• [Given instruction]:
Please answer these questions from the post about Namecoin and Tor, one line each:
1. At what event did the writer meet Mike Perry?
2. Which two concerns does the writer expect to be raised?
3. Which two cryptocurrencies are named as examples of ones designed to provide anonymity?
____ Document segment
Hello Tor devs,
Namecoin is interested in collaboration with Tor in relation to human-readable .onion names; I'm reaching out to see how open the Tor community would be to this, and to get feedback on how exactly the integration might work.
The new hidden service spec is going to substantially increase the length of .onion names, which presents usability concerns. Namecoin provides a way to resolve a human-readable .bit name to a .onion name. Another benefit of Namecoin is that it provides a way to lookup TLS fingerprints for clearnet .bit sites, which reduces the risk of MITM attacks on clearnet websites from malicious or compromised CA's.
I had the pleasure of meeting Mike Perry at the Decentralized Web Summit at the Internet Archive in June; I talked to him about Namecoin's rough plans and he suggested I post here. I understand that Riccardo Spagni from Monero discussed this topic as well with Roger Dingledine at the Security in Times of Surveillance conference at Ei_PSI.
The two most major concerns that I expect would be brought up involve anonymity and blockchain size. Here's how we plan to deal with these issues:
Namecoin already provides location-anonymity for name registrations assuming that it's routed via Tor. It's also necessary to broadcast transactions for different names to different peers, which isn't coded yet, but this is just coding work rather than an engineering challenge -- a usable workaround today is running multiple Namecoin wallets.
The more interesting challenge is blockchain anonymity for registrations, due to the linkability required for blockchain validation. An important point here is that transactions for a given name are inherently linkable to each other, and that this isn't problematic. The problem would come when multiple names are linked together, or when a name is linked with currency transactions. The solution I've come up with is to use atomic cross-chain trades, which let a user buy namecoins using a cryptocurrency that is designed to provide anonymity (such as Monero or Zcash, both of which have cryptographic proofs of anonymity, given a certain anonymity set and security assumptions). The user would use an anonymous cryptocurrency to buy a small amount of namecoins (enough to register a single name and keep it renewed for a while). If the user wanted to register another name, she would perform another atomic cross-chain trade, receiving namecoins that are not linked to the namecoins obtained for the first name. As long as those namecoins are not mixed by the wallet software, the names remain unlinked.
________
____ Dataset rows
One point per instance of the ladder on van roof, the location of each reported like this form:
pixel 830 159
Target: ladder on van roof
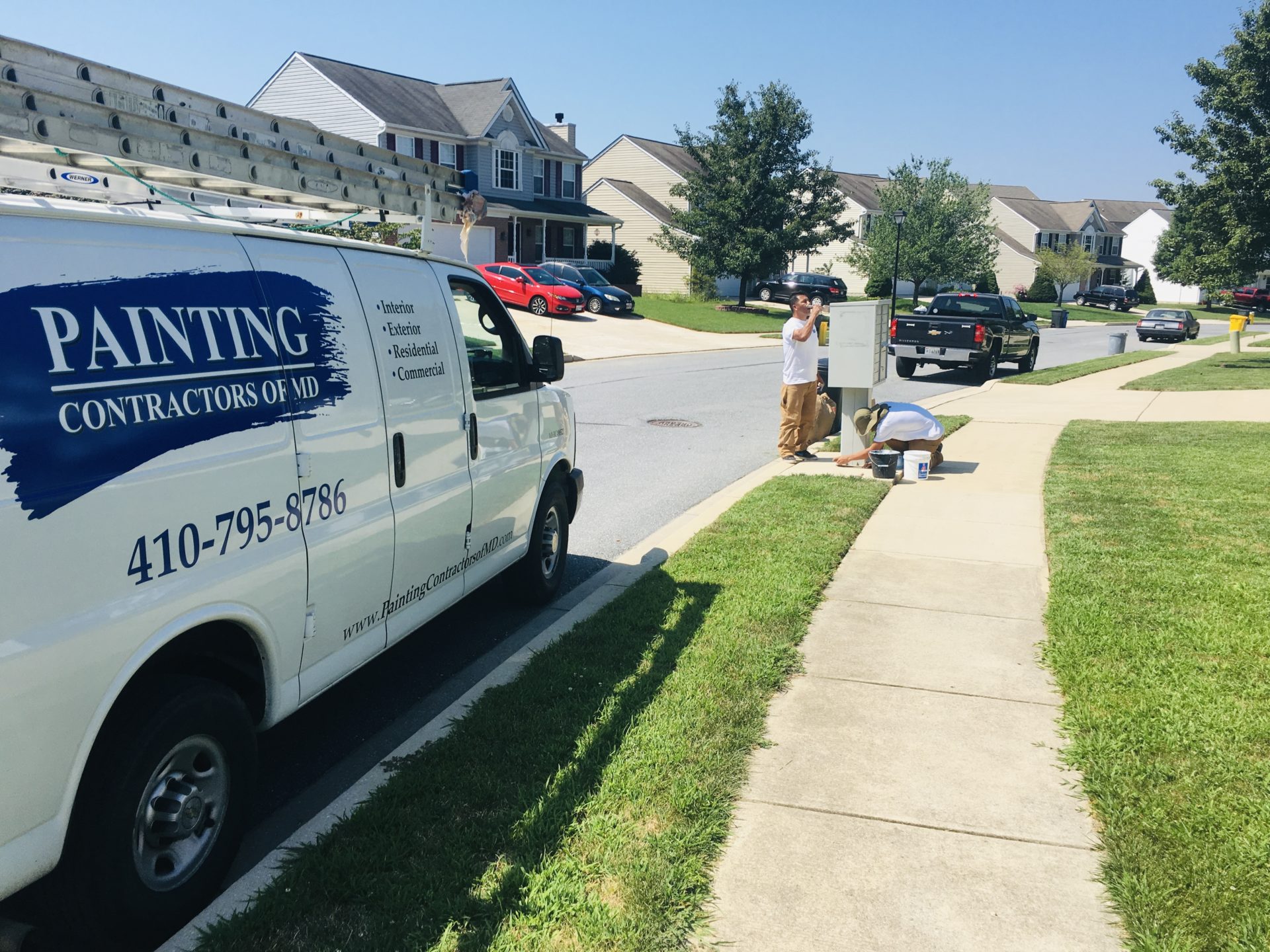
pixel 75 127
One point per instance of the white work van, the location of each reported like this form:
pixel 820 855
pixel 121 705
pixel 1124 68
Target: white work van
pixel 237 462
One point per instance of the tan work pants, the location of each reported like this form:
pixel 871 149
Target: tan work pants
pixel 798 416
pixel 930 444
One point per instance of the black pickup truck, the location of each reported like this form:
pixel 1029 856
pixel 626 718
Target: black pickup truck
pixel 964 329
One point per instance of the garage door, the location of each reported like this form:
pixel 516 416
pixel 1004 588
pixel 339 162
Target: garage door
pixel 480 243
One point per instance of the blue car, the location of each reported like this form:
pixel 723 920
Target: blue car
pixel 601 296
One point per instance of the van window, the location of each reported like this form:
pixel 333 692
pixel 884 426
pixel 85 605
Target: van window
pixel 494 349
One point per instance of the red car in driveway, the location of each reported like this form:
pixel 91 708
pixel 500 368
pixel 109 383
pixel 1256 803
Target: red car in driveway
pixel 534 288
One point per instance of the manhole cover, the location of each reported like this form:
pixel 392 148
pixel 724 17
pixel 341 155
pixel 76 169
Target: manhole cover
pixel 675 424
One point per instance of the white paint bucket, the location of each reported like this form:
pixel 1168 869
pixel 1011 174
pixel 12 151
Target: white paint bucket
pixel 917 463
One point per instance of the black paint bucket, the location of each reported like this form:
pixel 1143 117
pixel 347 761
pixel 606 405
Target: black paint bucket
pixel 883 463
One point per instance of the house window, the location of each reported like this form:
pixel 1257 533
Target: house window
pixel 507 169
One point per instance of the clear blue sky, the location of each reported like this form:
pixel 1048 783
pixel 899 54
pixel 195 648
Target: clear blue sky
pixel 1062 98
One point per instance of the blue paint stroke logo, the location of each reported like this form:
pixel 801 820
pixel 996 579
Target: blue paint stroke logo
pixel 101 377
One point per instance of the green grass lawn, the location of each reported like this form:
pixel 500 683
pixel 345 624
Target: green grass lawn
pixel 701 315
pixel 952 424
pixel 1159 625
pixel 583 805
pixel 1245 371
pixel 1071 371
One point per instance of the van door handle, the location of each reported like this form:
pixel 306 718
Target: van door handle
pixel 399 460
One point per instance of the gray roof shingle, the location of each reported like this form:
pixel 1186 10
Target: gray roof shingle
pixel 642 198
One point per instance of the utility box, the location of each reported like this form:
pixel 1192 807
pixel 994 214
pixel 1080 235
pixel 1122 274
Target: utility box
pixel 857 344
pixel 859 334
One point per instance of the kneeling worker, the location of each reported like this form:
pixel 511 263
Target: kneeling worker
pixel 900 427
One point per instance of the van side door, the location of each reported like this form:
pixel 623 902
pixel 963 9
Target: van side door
pixel 505 450
pixel 425 403
pixel 342 504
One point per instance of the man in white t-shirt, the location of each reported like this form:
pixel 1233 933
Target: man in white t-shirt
pixel 798 381
pixel 901 427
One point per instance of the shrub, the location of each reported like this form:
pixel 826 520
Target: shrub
pixel 1146 294
pixel 987 285
pixel 701 287
pixel 626 267
pixel 1043 291
pixel 878 287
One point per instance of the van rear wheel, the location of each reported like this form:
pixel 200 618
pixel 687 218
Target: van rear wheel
pixel 160 811
pixel 541 571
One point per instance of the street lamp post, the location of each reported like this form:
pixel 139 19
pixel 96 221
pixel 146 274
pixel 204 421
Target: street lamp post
pixel 898 215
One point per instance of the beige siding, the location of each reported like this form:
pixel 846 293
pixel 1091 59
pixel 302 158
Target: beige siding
pixel 630 163
pixel 302 93
pixel 1014 223
pixel 663 273
pixel 1014 268
pixel 836 251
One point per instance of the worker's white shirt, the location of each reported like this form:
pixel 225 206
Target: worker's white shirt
pixel 907 422
pixel 799 356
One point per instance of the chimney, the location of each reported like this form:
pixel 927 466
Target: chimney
pixel 566 131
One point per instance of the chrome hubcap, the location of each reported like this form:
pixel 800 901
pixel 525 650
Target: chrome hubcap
pixel 181 814
pixel 550 543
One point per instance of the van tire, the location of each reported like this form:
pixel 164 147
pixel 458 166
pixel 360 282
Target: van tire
pixel 98 885
pixel 536 582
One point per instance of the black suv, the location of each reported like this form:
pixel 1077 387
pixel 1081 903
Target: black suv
pixel 820 288
pixel 1111 296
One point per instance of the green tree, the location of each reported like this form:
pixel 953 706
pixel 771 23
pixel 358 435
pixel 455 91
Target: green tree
pixel 757 198
pixel 1146 294
pixel 1221 222
pixel 878 286
pixel 1070 264
pixel 948 234
pixel 626 266
pixel 1042 290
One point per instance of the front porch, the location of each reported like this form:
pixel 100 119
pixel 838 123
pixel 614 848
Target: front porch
pixel 531 233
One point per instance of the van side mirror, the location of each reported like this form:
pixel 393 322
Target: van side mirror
pixel 548 360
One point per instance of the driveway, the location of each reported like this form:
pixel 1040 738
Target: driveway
pixel 593 337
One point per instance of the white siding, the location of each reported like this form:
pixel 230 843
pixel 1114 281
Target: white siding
pixel 302 93
pixel 662 273
pixel 630 163
pixel 1141 238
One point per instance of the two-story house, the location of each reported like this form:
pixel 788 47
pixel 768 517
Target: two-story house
pixel 1032 223
pixel 529 173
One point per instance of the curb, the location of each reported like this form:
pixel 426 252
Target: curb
pixel 601 589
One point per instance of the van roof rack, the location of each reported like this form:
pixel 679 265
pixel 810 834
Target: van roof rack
pixel 81 128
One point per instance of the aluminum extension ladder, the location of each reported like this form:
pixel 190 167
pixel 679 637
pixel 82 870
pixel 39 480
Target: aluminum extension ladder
pixel 81 128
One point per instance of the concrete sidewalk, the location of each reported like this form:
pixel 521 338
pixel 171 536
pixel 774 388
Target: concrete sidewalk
pixel 912 796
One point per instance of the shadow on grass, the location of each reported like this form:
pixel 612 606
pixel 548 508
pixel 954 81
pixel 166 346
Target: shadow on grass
pixel 444 851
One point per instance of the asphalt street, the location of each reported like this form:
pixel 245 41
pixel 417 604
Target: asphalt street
pixel 639 477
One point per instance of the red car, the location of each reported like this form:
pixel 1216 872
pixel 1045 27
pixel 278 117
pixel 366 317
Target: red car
pixel 534 288
pixel 1253 298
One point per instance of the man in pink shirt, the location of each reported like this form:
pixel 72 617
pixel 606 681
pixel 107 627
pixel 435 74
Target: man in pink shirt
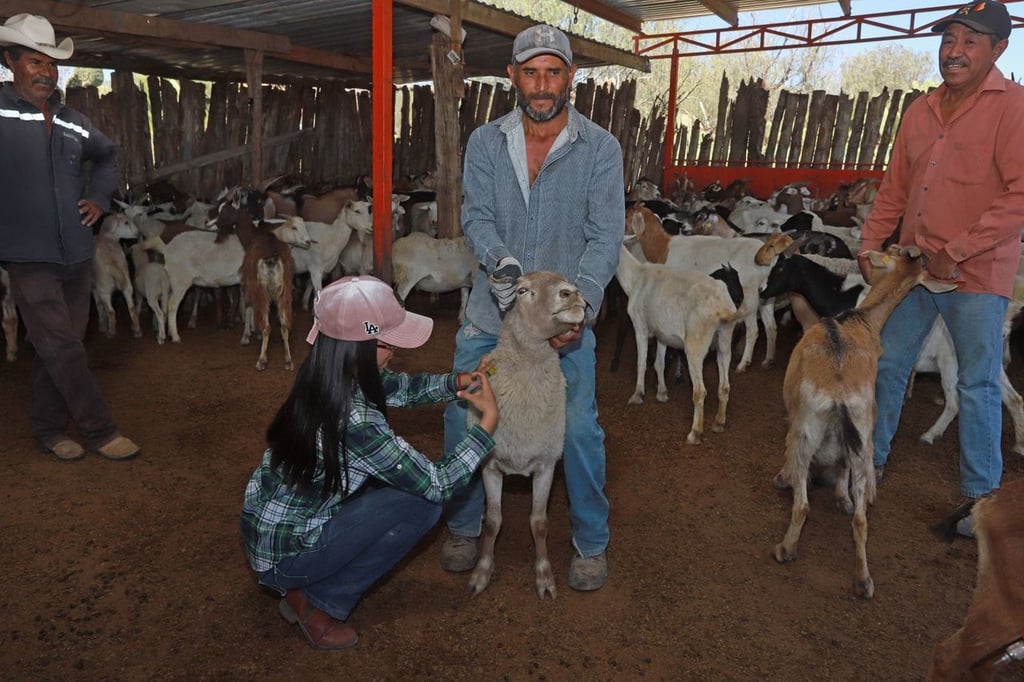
pixel 956 179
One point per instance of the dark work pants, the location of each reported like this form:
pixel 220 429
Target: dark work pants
pixel 53 303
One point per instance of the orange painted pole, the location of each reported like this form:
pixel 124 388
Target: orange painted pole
pixel 670 122
pixel 383 135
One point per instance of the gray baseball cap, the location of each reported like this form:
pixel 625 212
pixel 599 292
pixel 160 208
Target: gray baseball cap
________
• [The result]:
1. The Decentralized Web Summit at the Internet Archive in June.
2. Anonymity and blockchain size.
3. Monero and Zcash.